#### [Exercice proposé a]
Citez à l'identique, dans les enregistrements, tout ce qui va de la ligne contenant « find the dune » jusqu'à la ligne contenant « [[119, 81, 149, 236]] », ces deux lignes comprises.

#### [Texte source]
%%

Le risque porté par une mondialisation qui privilégie l’horizontalité est l’avènement d’une économie virtuelle, déconnectée de l’économie réelle et des systèmes productifs ancrés dans les territoires. Le résultat est un effet tunnel à l’échelle mondiale avec une économie qui ignore l’intérêt des Etats et ne privilégiant que la rentabilité à court terme et pour l’observateur, une approche de la mondialisation « hors-sol » puisque seuls intéressent les flux « mondialisés », qu’ils soient transocéaniques ou transcontinentaux.

Le risque porté par ce fonctionnement économique a explosé en 2008, mais il a des antécédents historiques. Rappelons nous aussi dans le film The Big Short  comment Mark Baum enquête sur le terrain et découvre les comportements (et donc la psychologie) des débiteurs insolvables qui se sont endettés ; des comportements qui se généralisent à tous les pays car la propriété foncière prouve la réussite sociale.

Il faut souligner ici la responsabilité des acteurs financiers qui ont soutenu, avec l’accord des Etats (consensus de Washington), les « 3D » (dérèglementation, désintermédiation, décloisonnement) et ont détruit les bases de la régulation financière mise en place après guerre. Les réseaux financiers se sont enchevêtrés et ont ainsi constitué un maillage complexe tandis que les interdépendances entre les marchés de capitaux (et donc aussi entre les entreprises productives qu’ils financent) s’accroissaient. Les interdépendances lubrifient les échanges mais elles sont aussi des bombes à retardement. Il faut donc élargir la perspective de la globalisation financière en s’intéressant aussi aux acteurs politiques qui l’ont initiée. C’est pour cette raison que la mondialisation a une dimension éminemment politique.

 

Le soubassement politique de la mondialisation

Pas de mondialisation sans Etats et sans frontières. Les flux de la mondialisation ne peuvent être abordés sans prendre en compte le poids du droit interne et externe, et donc des Etats, qui, répétons le, n’ont pas aboli leurs frontières mais seulement réduit le contrôle aux frontières et les taxes douanières suivant des politiques libérales. Les Etats ne sont donc pas effacés et sont parties prenantes de la mondialisation car c’est en pariant sur les systèmes juridiques et sociaux les plus compétitifs et garantis par les Etats, que les FTN parviennent à organiser leur production. L’insertion (intégration est trop équivoque) dans la mondialisation passe d’ailleurs par le recours constant à l’Etat car :

-les entreprises ont une nationalité et sont territorialisées (je souligne les entreprises, pas leurs unités de production, soumises elles à plus de « volatilité juridique »)- les « délocalisations » concernent d’abord les  unités de production et on voit mal L’Oréal quitter son siège de Clichy pour Oulan-Bator.

-la création de monnaie reste le monopole de l’Etat, ou pour l’euro de groupes d’Etats (l’euro est plus le produit d’un rapport de force politique entre la RFA et les autres Etats membres qu’une « monnaie commune »)

-l’Etat administre le marché par une réglementation de la production (normes, brevets..), du travail (code du travail), par la fiscalité qui finance des missions régaliennes indispensables à l’activité économique.

%%

#### [Exercice proposé b]
Reproduisez sans rien changer le passage du texte sur la mondialisation qui va de « -les entreprises ont » jusqu'à « à l’activité économique. ».

#### [Enregistrements bruts]
%%

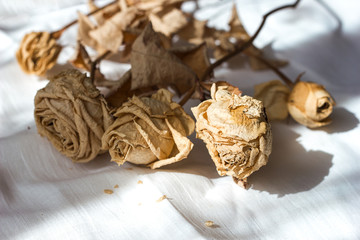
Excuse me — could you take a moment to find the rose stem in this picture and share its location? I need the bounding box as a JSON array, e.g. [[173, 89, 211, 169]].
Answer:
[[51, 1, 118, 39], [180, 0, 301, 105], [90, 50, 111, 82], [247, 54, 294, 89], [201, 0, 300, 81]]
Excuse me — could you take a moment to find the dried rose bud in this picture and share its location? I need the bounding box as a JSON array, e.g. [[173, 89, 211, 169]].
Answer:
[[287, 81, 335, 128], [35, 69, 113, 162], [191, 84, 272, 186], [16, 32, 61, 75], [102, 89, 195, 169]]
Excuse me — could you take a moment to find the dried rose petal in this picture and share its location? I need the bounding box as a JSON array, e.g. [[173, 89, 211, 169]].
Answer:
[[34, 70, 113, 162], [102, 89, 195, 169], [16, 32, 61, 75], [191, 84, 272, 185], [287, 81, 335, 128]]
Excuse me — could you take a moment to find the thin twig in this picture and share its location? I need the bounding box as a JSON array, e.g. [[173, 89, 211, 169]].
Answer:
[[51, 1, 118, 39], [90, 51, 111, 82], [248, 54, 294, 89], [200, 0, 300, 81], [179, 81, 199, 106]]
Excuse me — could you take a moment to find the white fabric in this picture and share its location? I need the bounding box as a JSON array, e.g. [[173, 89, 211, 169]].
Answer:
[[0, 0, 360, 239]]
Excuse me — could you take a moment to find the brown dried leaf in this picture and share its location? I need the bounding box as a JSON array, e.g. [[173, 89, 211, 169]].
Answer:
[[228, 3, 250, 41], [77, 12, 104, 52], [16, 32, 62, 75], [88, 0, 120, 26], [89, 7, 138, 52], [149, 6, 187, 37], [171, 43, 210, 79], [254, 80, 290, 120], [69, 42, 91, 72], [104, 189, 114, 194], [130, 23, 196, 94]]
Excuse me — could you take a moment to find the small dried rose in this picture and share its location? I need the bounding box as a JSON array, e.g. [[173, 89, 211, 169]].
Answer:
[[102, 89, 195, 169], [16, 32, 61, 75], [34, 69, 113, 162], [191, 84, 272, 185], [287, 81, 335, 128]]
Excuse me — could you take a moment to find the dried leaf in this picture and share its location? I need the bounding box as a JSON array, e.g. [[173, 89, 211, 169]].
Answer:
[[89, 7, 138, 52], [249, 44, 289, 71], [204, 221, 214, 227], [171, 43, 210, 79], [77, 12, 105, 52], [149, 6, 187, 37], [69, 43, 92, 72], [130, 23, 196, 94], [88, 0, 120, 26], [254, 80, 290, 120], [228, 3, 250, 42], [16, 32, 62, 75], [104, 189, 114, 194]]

%%
%%

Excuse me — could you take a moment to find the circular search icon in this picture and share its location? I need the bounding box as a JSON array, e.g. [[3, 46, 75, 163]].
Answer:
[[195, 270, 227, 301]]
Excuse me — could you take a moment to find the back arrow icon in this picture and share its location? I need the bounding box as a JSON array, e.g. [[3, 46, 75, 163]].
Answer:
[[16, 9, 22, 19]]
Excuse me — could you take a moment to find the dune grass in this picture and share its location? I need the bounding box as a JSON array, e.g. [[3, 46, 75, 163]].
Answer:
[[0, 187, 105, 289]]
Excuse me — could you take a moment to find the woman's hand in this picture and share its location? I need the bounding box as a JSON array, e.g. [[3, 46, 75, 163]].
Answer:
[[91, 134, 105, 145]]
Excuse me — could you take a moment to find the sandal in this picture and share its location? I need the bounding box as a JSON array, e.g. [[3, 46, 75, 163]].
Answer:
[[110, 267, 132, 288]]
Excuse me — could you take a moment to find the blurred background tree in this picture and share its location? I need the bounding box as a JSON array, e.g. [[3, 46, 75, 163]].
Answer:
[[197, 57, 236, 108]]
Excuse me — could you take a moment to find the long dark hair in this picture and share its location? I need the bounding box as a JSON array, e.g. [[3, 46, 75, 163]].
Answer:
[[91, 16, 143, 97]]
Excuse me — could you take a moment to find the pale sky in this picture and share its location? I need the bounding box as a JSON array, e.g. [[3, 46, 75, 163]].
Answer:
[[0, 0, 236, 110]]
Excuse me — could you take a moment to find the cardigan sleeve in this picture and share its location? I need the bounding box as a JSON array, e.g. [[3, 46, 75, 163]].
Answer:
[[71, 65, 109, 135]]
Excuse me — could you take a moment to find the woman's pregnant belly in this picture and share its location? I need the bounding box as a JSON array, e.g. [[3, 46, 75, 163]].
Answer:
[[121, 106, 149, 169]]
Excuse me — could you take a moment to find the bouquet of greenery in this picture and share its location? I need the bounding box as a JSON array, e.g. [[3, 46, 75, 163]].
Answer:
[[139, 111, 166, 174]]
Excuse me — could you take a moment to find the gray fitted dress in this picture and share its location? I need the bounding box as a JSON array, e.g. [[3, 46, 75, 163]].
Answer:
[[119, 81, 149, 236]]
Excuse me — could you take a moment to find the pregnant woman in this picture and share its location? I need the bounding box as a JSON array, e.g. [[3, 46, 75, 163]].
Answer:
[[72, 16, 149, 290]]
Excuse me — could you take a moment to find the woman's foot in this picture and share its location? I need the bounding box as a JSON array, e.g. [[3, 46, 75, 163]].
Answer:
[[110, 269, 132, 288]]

%%
%%

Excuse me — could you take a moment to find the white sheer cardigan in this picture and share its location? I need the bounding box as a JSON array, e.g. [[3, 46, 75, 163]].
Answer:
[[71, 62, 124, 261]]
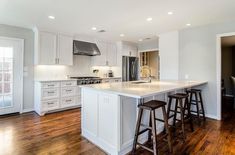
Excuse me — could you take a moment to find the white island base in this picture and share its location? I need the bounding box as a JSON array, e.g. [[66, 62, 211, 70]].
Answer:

%%

#### [Bonne réponse a]
Excuse me — could you take a moment to find the dune grass in this picture and share its location? I need the bounding box as a JSON array, e.g. [[3, 46, 75, 163]].
Answer:
[[0, 187, 105, 289]]
Excuse me — could you take a moment to find the woman's hand in this picture and share its location? I need the bounding box as a JSON array, e.g. [[3, 46, 75, 163]].
Answer:
[[91, 134, 105, 145]]
Excuse me — could you take a moment to find the sandal in this picture and share its location? I need the bounding box as a JSON array, e.g. [[3, 46, 75, 163]].
Answer:
[[110, 267, 132, 288]]
Excuse me — could you take a moment to find the blurred background tree in this picture and share its location? I need the bounding box as a JSON array, e.g. [[3, 46, 75, 163]].
Answer:
[[197, 57, 236, 108]]
Excuse me — could you take a moment to find the long dark hair in this picture and share its location? I need the bounding box as a JSON array, e.g. [[3, 46, 75, 163]].
Answer:
[[91, 16, 143, 97]]
Excuse me — could you take a moment to find the pale sky in this picture and share its location? I need the bounding box as a JSON array, e.g. [[3, 46, 75, 163]].
Answer:
[[0, 0, 236, 110]]
Excuse me — could you take a moment to find the cardigan sleeve in this picture and share its location? I need the bounding box as a JSON array, e.g. [[3, 46, 75, 163]].
Answer:
[[71, 65, 109, 135]]
Excuse me — could you take a moment to find the woman's pregnant belly in this picture and share its location? I need the bounding box as a JSON array, e.g. [[3, 46, 75, 163]].
Answer:
[[121, 106, 149, 169]]
Excuse me — could you take a moment to find the bouquet of greenery in this picture and share its location? I need the bounding box as a JSON array, e.g. [[3, 46, 75, 163]].
Answer:
[[139, 111, 166, 174]]
Excuse me — could you take a moment to find the gray fitted dress in this picture and share its location? I need the bounding box as a JSON array, e.g. [[3, 46, 75, 163]].
Answer:
[[119, 81, 149, 236]]

#### [Bonne réponse b]
-les entreprises ont une nationalité et sont territorialisées (je souligne les entreprises, pas leurs unités de production, soumises elles à plus de « volatilité juridique »)- les « délocalisations » concernent d’abord les  unités de production et on voit mal L’Oréal quitter son siège de Clichy pour Oulan-Bator.

-la création de monnaie reste le monopole de l’Etat, ou pour l’euro de groupes d’Etats (l’euro est plus le produit d’un rapport de force politique entre la RFA et les autres Etats membres qu’une « monnaie commune »)

-l’Etat administre le marché par une réglementation de la production (normes, brevets..), du travail (code du travail), par la fiscalité qui finance des missions régaliennes indispensables à l’activité économique.